* _Texto proporcionado_

>>>

Se trata de un hombre que ha esperado mucho –incensantemente- el regreso del hijo, porque para éste sólo guarda amor, no le queda más que amor, y el deseo vehemente de que se recupere como sea.

Su rostro dice una infinita ternura y comprensión. Ninguna recriminación de la vida pasada. No pide explicación alguna, no exige nada a cambio. Lo había perdido todo (¡qué más podía perder!) y ahora lo acaba de encontrar. Es esencial este gozo del Padre Dios (“Hay más alegría en el Cielo por alguien que retorna…”).

El gesto sobre el hijo arrodillado es el abrazo, la comunión indisoluble y eterna; la acogida incondicional (no importa de dónde venga el hijo, ni cómo ni por qué); lo único importante es que este hijo suyo está ya allí, aunque apenas manifieste un mínimo de apertura de corazón… para nosotros insuficiente).

Su manto encarnado (símbolo del afecto) envuelve de calor al hijo medio desnudo, como una tienda acogedora; y una luz dorada que brota del rostro y del interior del fuerte Anciano baña al joven.

¿Q 
ué sucede entonces? ¿Qué produce el padre en el hijo? El cuadro desea decírnoslo.

Las manos del Padre Dios sobre los hombros y la espalda del hijo iluminan el cuerpo de éste. Dos fuerzas renacen en su ser: la mano izquierda, ancha, potente, aprieta y estimula a levantarse y andar; es varonil. La derecha (normalmente más decisiva) acaricia suavemente, trasmite confianza y ternura; es femenina. Dios es padre y madre a la vez; y quien lo entiende recibe la total filiación, la dignidad de hijo que ya puede descansar y apoyarse en el regazo paterno y materno. La espada que cuelga del cinto puede ya oscurecerse: no la necesita para sobrevivir.

Ahora este hombre va a optar por la vida después de un camino de retorno tan ambiguo (“¡cuántos jornaleros en la casa de mi padre tienen qué comer…!”). Tiene mucho de niño su figura (“si no os hiciéreis como niños…”) su gesto (haciéndose uno con el seno maternal y paternal) es, por fin, el de la infancia.

<<<

* _Actividades propuestas_
- A) Enumera todas las citas que el texto reproduce entre comillas.
- B) Copia del texto todo lo que va desde "El gesto sobre" hasta "para nosotros insuficiente)." y sustituye "abrazo" por "encuentro".
- C) Según el texto, ¿qué simboliza el manto encarnado?

* _Datos de origen_
>>>

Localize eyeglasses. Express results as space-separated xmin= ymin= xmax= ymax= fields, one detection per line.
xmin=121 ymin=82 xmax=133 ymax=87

<<<

* _Soluciones_
- A)
1. "Hay más alegría en el Cielo por alguien que retorna…"
2. "¡cuántos jornaleros en la casa de mi padre tienen qué comer…!"
3. "si no os hiciéreis como niños…"

- B)
El gesto sobre el hijo arrodillado es el encuentro, la comunión indisoluble y eterna; la acogida incondicional (no importa de dónde venga el hijo, ni cómo ni por qué); lo único importante es que este hijo suyo está ya allí, aunque apenas manifieste un mínimo de apertura de corazón… para nosotros insuficiente).

- C) Simboliza el afecto.